**What to produce**: Reproduce exactly the line with "the puppy's black" and the lines after it. Stop at the last line of the data and include nothing else.

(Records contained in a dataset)

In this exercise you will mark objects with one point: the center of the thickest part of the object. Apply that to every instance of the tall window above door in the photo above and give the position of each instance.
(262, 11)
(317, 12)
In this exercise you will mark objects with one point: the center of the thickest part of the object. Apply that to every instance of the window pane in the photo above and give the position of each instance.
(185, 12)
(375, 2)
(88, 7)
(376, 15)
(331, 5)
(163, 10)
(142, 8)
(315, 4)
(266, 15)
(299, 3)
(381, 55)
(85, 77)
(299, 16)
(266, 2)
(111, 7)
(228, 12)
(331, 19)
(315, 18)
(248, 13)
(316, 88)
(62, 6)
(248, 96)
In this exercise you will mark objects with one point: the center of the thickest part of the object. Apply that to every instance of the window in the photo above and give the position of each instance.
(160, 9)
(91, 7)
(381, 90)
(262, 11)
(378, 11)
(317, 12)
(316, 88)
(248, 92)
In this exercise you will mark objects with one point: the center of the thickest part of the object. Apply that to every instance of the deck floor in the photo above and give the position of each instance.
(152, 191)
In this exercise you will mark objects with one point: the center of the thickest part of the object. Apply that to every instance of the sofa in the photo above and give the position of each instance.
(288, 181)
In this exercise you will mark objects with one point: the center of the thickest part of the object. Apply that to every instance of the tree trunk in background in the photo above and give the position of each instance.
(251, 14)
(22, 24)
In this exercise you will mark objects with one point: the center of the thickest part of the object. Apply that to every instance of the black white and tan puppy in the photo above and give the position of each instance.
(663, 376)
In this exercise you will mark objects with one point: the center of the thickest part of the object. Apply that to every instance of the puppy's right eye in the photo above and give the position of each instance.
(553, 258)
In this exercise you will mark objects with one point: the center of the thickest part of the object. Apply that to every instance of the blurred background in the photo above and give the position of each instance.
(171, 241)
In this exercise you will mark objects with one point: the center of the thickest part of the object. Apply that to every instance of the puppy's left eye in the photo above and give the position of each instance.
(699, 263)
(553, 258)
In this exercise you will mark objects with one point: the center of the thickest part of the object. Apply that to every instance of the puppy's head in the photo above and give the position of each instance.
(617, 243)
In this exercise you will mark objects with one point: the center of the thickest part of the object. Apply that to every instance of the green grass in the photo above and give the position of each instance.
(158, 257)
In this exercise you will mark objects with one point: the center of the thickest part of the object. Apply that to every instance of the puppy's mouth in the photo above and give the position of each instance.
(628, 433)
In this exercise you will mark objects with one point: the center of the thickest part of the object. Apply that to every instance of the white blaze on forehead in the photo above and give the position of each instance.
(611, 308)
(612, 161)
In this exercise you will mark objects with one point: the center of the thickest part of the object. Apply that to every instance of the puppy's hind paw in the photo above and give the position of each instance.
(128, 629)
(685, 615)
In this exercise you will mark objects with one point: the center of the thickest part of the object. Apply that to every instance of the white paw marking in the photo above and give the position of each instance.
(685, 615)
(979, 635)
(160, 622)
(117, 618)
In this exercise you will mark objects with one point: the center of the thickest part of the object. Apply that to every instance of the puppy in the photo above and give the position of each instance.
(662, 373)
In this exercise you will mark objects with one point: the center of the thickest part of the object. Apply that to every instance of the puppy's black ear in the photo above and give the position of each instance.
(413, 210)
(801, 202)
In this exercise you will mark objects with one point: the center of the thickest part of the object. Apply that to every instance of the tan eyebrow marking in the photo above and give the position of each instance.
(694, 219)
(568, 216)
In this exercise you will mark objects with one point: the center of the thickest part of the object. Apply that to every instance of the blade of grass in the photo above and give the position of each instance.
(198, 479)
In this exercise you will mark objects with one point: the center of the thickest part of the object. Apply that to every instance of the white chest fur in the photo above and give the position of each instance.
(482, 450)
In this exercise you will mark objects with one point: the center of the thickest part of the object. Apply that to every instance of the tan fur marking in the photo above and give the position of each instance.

**Response box**:
In this exercise you will mark objects with one point: the center of the thickest part of the object. Apply that to every instance of the puppy's black ear in the photo above and give the position of each instance.
(413, 210)
(801, 202)
In this exercise you will mark objects with one point: the center of the thickest part of the object. Apply that to every instance of the tan eyebrow marking in the photo above and give the position of each instance.
(694, 219)
(568, 216)
In this exercise you will mark objects with one point: the center of the thickest part of the object. Apply that to every instance of the blade of grass in the photo above and give the position of each instance.
(198, 479)
In this exercise you will mark objects with one point: the center of the thickest part of the object. Apply that to every instance of the white chest fur in the photo above and give the position of each instance.
(482, 450)
In this exercise you will mark objects with one point: the center of the thickest part of the object. Apply that to every instance of the tan fur marking in the photo above and give the position of each instance.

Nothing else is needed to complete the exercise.